* _PROBLEM REQUIREMENTS_: Reproduce the following listing line for line, without any changes.

Part of a data file
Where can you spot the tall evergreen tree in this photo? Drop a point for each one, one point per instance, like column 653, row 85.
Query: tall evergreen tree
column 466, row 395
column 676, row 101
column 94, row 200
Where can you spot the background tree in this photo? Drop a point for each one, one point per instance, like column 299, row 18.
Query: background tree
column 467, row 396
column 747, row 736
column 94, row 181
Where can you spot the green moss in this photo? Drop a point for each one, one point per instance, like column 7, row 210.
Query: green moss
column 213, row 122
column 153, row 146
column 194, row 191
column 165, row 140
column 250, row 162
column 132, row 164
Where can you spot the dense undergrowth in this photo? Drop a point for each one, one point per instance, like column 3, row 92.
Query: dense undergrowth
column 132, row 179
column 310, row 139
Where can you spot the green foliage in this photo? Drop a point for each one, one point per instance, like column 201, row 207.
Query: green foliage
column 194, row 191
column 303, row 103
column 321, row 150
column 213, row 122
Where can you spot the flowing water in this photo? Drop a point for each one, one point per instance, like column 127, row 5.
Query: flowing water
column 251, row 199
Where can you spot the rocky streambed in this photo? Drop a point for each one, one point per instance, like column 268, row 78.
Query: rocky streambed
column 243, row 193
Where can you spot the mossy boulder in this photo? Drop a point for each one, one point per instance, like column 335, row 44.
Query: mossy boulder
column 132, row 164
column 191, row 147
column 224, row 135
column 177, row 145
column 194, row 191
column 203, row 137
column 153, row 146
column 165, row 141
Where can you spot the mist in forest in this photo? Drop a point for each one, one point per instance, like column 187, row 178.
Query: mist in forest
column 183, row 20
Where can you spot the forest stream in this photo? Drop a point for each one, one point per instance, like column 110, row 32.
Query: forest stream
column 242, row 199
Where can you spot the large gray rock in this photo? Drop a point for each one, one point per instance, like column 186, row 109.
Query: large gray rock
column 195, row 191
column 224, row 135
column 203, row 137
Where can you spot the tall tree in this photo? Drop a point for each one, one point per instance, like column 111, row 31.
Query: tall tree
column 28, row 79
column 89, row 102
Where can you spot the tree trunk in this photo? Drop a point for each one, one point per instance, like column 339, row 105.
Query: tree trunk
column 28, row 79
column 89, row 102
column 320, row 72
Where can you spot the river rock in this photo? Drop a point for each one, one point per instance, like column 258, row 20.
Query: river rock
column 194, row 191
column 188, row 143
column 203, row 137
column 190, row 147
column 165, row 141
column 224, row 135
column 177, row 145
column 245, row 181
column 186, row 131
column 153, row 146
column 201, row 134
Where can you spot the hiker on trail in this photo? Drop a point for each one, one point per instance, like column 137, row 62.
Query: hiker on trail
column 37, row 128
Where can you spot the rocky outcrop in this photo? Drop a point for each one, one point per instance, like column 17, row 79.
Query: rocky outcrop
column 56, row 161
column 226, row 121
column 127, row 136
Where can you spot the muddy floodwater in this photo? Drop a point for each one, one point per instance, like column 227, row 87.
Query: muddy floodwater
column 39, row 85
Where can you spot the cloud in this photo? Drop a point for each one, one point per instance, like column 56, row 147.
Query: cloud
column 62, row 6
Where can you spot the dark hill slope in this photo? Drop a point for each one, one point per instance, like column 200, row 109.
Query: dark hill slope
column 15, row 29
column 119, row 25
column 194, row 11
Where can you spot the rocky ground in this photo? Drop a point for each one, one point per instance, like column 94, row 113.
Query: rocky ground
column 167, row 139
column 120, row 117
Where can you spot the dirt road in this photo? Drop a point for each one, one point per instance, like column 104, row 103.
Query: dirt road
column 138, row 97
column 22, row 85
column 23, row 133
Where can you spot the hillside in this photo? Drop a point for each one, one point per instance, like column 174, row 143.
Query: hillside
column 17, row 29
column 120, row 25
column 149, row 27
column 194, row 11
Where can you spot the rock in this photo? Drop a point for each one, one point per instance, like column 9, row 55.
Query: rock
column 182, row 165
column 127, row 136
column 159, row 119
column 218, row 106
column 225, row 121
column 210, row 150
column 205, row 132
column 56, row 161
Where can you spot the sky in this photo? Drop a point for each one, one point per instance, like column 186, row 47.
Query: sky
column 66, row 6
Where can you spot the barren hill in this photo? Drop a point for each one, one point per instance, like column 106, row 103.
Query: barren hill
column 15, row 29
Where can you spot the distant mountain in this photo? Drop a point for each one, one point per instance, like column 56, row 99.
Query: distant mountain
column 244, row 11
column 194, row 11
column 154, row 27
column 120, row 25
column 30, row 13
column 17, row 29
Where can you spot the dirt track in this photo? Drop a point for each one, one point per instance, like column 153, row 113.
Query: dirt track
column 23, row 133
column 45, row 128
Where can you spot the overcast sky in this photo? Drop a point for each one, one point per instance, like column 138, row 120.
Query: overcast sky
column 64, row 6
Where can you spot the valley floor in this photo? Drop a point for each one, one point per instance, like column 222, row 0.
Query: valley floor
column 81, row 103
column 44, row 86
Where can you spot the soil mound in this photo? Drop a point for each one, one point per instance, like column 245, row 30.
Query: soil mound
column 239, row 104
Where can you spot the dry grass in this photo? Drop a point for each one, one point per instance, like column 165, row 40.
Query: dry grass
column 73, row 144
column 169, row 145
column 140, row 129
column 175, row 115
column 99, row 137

* _TASK SOLUTION_:
Where can you spot the tall evergreen tree in this photo? Drop a point for each one, one point per instance, like column 653, row 85.
Query: tall evergreen tree
column 466, row 395
column 676, row 101
column 94, row 200
Where can you spot the background tree in this photo? Drop a point for each one, one point per instance, like column 299, row 18.
Query: background tree
column 467, row 396
column 747, row 736
column 94, row 181
Where can you spot the green moss in this photo? Drop a point for each one, one point per instance, like column 7, row 210.
Query: green moss
column 213, row 122
column 153, row 146
column 194, row 191
column 165, row 140
column 250, row 162
column 132, row 164
Where can you spot the dense undergrowth in this photo? Drop a point for each one, one point per instance, like column 3, row 92.
Query: dense undergrowth
column 132, row 179
column 310, row 139
Where can you spot the green foliage in this photo? Drop a point for each one, one point per instance, like column 201, row 207.
Query: green foliage
column 194, row 191
column 303, row 103
column 321, row 150
column 213, row 122
Where can you spot the flowing water in this photo? Drop a point for each one, one point per instance, like column 127, row 5.
Query: flowing water
column 251, row 199
Where can you spot the rocky streambed in this photo? Drop a point for each one, one point per instance, like column 268, row 78.
Query: rocky streambed
column 243, row 193
Where can you spot the mossy boulder in this photo? Drop a point for each one, one point per instance, like column 335, row 44.
Query: mossy boulder
column 132, row 164
column 191, row 147
column 224, row 135
column 177, row 145
column 194, row 191
column 203, row 137
column 153, row 146
column 165, row 141
Where can you spot the mist in forest in this photo? Drop a point for each one, one point per instance, like column 187, row 178.
Query: mist in forest
column 183, row 20
Where can you spot the forest stream in this photo? Drop a point for each one, one point per instance, like column 110, row 32.
Query: forest stream
column 242, row 199
Where can you spot the large gray rock in this photo? Drop a point for each one, one point per instance, like column 186, row 109.
Query: large gray rock
column 195, row 191
column 224, row 135
column 203, row 137
Where can you spot the tall tree in this photo? Drop a point for each one, one point per instance, like column 111, row 31.
Query: tall tree
column 28, row 79
column 89, row 102
Where can you spot the tree trunk in this photo? Drop a point for each one, one point per instance, like column 339, row 105.
Query: tree trunk
column 28, row 79
column 89, row 102
column 320, row 72
Where can you spot the river rock in this photo? Drop a point for each one, one point per instance, like column 258, row 20.
Query: river rock
column 194, row 191
column 188, row 143
column 203, row 137
column 190, row 147
column 165, row 141
column 224, row 135
column 177, row 145
column 245, row 181
column 186, row 131
column 153, row 146
column 201, row 134
Where can you spot the hiker on trail in this photo? Drop a point for each one, one point per instance, like column 137, row 62.
Query: hiker on trail
column 37, row 128
Where can you spot the rocky outcrop in this photo? Drop a point for each one, one point per instance, like column 17, row 79.
Query: rocky outcrop
column 56, row 161
column 226, row 121
column 127, row 136
Where can you spot the muddy floodwater in this photo? Drop a point for each one, one point per instance, like column 227, row 87.
Query: muddy floodwater
column 39, row 85
Where can you spot the cloud in this photo? Drop a point for each one, one point per instance, like column 56, row 147.
Query: cloud
column 62, row 6
Where can you spot the dark hill slope in this photo? Drop a point for each one, one point per instance, like column 200, row 109.
Query: dark hill slope
column 15, row 29
column 119, row 25
column 194, row 11
Where can you spot the rocky ground in this photo? Drop a point for each one, one point per instance, like column 94, row 113.
Query: rocky ground
column 167, row 139
column 120, row 117
Where can you spot the dirt road in this photo? Drop a point for each one, one point per instance, like column 104, row 103.
Query: dirt road
column 138, row 97
column 22, row 85
column 23, row 133
Where can you spot the hillside in this photo? Drop a point for each one, one point per instance, like column 174, row 143.
Query: hillside
column 17, row 29
column 120, row 25
column 149, row 27
column 194, row 11
Where can you spot the rock in this photo? Drop a point for each one, one point per instance, like column 9, row 55.
Query: rock
column 182, row 165
column 127, row 136
column 159, row 119
column 218, row 106
column 225, row 121
column 210, row 150
column 205, row 132
column 56, row 161
Where can you spot the sky in this photo? Drop a point for each one, one point per instance, like column 186, row 47.
Query: sky
column 66, row 6
Where can you spot the barren hill in this photo? Drop a point for each one, one point per instance, like column 106, row 103.
Query: barren hill
column 15, row 29
Where can you spot the distant mountain in this photo? Drop a point for each one, one point per instance, like column 56, row 99.
Query: distant mountain
column 244, row 11
column 194, row 11
column 154, row 27
column 120, row 25
column 30, row 13
column 17, row 29
Where can you spot the dirt track in this photo? Drop a point for each one, one point per instance, like column 153, row 113.
Query: dirt track
column 23, row 133
column 45, row 128
Where can you spot the overcast sky in this photo? Drop a point for each one, one point per instance, like column 138, row 120.
Query: overcast sky
column 64, row 6
Where can you spot the valley floor in this photo? Drop a point for each one, one point per instance, like column 222, row 0.
Query: valley floor
column 81, row 103
column 44, row 86
Where can you spot the soil mound in this photo? Drop a point for each one, one point per instance, like column 245, row 30.
Query: soil mound
column 239, row 104
Where can you spot the dry grass in this photo? Drop a point for each one, one point per instance, like column 165, row 40.
Query: dry grass
column 73, row 144
column 169, row 145
column 140, row 129
column 175, row 115
column 99, row 137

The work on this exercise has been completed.